§ Goal of the exercise:
Every entry is to be printed again precisely as given.

§ Provided material:

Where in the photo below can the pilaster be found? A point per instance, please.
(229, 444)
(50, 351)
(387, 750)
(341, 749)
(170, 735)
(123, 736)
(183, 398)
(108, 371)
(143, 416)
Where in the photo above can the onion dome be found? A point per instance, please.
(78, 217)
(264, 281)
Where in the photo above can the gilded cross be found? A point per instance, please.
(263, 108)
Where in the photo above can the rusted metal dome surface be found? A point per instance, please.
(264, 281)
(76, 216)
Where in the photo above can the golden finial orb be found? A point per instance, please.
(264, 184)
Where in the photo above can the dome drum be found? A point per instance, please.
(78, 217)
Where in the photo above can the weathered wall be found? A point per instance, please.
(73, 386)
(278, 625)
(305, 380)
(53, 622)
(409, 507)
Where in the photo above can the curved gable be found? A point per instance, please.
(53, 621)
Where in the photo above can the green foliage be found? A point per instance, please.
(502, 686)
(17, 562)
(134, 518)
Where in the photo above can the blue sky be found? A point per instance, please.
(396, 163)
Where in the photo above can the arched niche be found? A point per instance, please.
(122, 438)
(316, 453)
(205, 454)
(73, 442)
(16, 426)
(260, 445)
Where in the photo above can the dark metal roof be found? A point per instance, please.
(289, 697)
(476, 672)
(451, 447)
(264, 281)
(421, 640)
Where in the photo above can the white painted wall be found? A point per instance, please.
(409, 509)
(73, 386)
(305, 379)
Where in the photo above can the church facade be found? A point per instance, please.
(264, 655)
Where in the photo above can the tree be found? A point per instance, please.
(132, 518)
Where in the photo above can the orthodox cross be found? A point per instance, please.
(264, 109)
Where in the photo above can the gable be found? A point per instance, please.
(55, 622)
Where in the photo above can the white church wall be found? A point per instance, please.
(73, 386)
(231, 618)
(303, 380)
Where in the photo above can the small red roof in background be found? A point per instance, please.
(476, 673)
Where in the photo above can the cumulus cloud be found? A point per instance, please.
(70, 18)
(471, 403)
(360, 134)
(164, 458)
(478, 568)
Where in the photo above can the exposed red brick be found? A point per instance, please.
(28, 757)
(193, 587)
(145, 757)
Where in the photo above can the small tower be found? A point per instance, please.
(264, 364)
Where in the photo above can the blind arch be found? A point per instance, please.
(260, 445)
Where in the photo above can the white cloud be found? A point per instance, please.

§ Solution for this problem:
Where in the photo below can the pilaster be found? A point per instance, please.
(229, 444)
(50, 351)
(387, 750)
(341, 749)
(170, 735)
(123, 736)
(183, 398)
(108, 371)
(143, 416)
Where in the photo above can the onion dome be found? A point per instance, please.
(78, 217)
(264, 281)
Where in the photo above can the gilded cross be found? A point per instance, please.
(263, 108)
Where in the photo above can the rusted metal dome surface be found? A point per instance, please.
(264, 281)
(76, 216)
Where in the photo above can the golden finial orb be found? A point per instance, please.
(264, 184)
Where in the photo above can the dome drum be found? A point per instance, please.
(78, 217)
Where in the photo above can the weathered wall be found? A point per instance, please.
(73, 386)
(278, 625)
(305, 380)
(53, 622)
(409, 507)
Where in the photo above can the curved gable be found? A point per instance, please.
(53, 621)
Where in the photo above can the green foliage be found? A point per instance, please.
(502, 686)
(17, 562)
(134, 518)
Where in the photo above can the blue sky be found? A point per instance, please.
(396, 163)
Where in the photo above can the arched niche be found? A point per instance, please.
(122, 438)
(316, 453)
(205, 454)
(73, 442)
(16, 426)
(260, 445)
Where in the photo above can the dark metal roof be found? A point per instance, please.
(289, 697)
(476, 672)
(451, 447)
(264, 281)
(421, 640)
Where in the photo above can the white painted wall be found? A point per instance, please.
(409, 509)
(73, 386)
(305, 379)
Where in the photo above can the church facade be found? A point per instance, please.
(264, 655)
Where in the photo above can the tree be found? A point per instance, please.
(132, 518)
Where in the photo above can the orthodox cross be found? A point per instance, please.
(264, 109)
Where in the photo above can the gable be found? A point per instance, please.
(55, 622)
Where in the photo above can the white church wall be found? A point per instance, please.
(73, 386)
(231, 618)
(303, 380)
Where in the photo above can the small red roof in background be found? A point per instance, please.
(476, 673)
Where in the photo above can the cumulus cloud be found? A point per instance, please.
(70, 18)
(471, 403)
(360, 134)
(164, 458)
(478, 568)
Where in the photo above can the exposed red brick be found? A point per instance, please.
(28, 757)
(193, 587)
(145, 757)
Where in the photo above can the small tower be found? A point per instance, please.
(264, 364)
Where in the photo above can the blind arch be found? A point per instance, please.
(260, 445)
Where in the photo above can the white cloud be found? A point per instance, please.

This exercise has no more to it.